=== CONSIGNE ===
Dans la critique de l'album The Heart of Everything ci-dessous, recopiez à l'identique le passage qui va de « Sans être l’oeuvre » jusqu'à « simplicité et complexité. » inclus.

=== EXTRAIT FOURNI ===
------
En raison de la stabilisation de la formation, cette nouvelle galette ne se détache guère de son prédécesseur au niveau sonore; Within Temptation a toutefois fait un petit pas en arrière en rallongeant ses titres pour les refaire passer au-dessus de la barre des cinq minutes, permettant ainsi un retour des passages instrumentaux, qui se font moins rares que sur The Silent Force. On peut donc facilement qualifier The Heart of Everything d’album du compromis car le groupe réussit à faire se côtoyer avec une belle harmonie des titres ambitieux et des titres plus accrocheurs, pour le plus grand plaisir de toutes les franges de son public.
Sans être l’oeuvre la plus aboutie des Néerlandais, The Heart of Everything s’avère sans l’ombre d’un doute sa plus consensuelle. La production, très soignée, met en valeur autant le côté rock que le côté symphonique du groupe et la puissance de la musique est bien renforcée par la présence de l’Orchestre philarmonique de Prague. L’auditeur se laisse donc transporter avec enchantement par des titres ambitieux comme Our Solemn Hour, Final Destination et surtout The Truth Beneath the Rose, autant que par des pièces plus musclées comme The Howling – qui a l’honneur d’être mise en vedette dans le jeu vidéo The Chronicles of Spellborn – la pièce-titre ou The Cross, ce beau mélange des genres venant nous rappeler que Within Temptation détient cette formule qui allie simplicité et complexité.
The Heart of Everything connaît une belle vie sur les palmarès grâce à des top ten dans huit pays (trois disques d’or et un disque platine) et une première entrée, fort modeste, dans les palmarès anglo-saxons (#38 en Angleterre et #106 sur le Billboard 200). Notons également la performance états-unienne honnête de la superbe What Have You Done, duo à la fois énergique et émouvant qui mélange les belles voix de Sharon den Adel et du chanteur de Life of Agony, Keith Caputo. Ce titre, qui rappelle fortement Evanescence, atteindra le #33 du palmarès U.S. Mainstream Rock Songs, un petit succès pas très surprenant considérant sa sonorité très américaine. On sent donc que la renommée est à la portée du groupe, la tournée de promotion de ce quatrième album connaissant un large succès et culminant avec un spectacle à guichets fermés au Ahoy de Rotterdam avec le Dutch Metropole Orchestra devant plus de 14000 spectateurs. Ce spectacle, publié en CD et DVD sous le nom de Black Symphony, est un achat incontournable pour quiconque veut découvrir Within Temptation: le répertoire joué offre une belle rétrospective de leur carrière, l’aspect visuel y est spectaculaire et surtout, la présence de l’orchestre et d’une chorale porte la musique à un autre niveau.
------
=== ENTRÉES DU CORPUS ===
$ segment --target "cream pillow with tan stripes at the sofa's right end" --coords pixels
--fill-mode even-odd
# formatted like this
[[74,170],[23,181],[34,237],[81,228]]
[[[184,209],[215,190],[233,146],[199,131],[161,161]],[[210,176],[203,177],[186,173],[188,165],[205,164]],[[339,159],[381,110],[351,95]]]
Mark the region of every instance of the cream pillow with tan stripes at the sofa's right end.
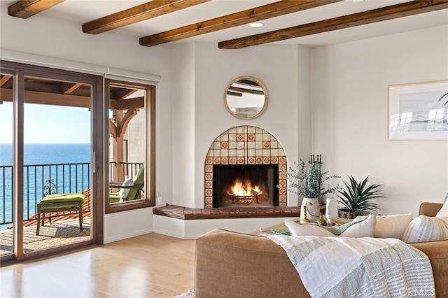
------
=== ZONE DE RÉPONSE ===
Sans être l’oeuvre la plus aboutie des Néerlandais, The Heart of Everything s’avère sans l’ombre d’un doute sa plus consensuelle. La production, très soignée, met en valeur autant le côté rock que le côté symphonique du groupe et la puissance de la musique est bien renforcée par la présence de l’Orchestre philarmonique de Prague. L’auditeur se laisse donc transporter avec enchantement par des titres ambitieux comme Our Solemn Hour, Final Destination et surtout The Truth Beneath the Rose, autant que par des pièces plus musclées comme The Howling – qui a l’honneur d’être mise en vedette dans le jeu vidéo The Chronicles of Spellborn – la pièce-titre ou The Cross, ce beau mélange des genres venant nous rappeler que Within Temptation détient cette formule qui allie simplicité et complexité.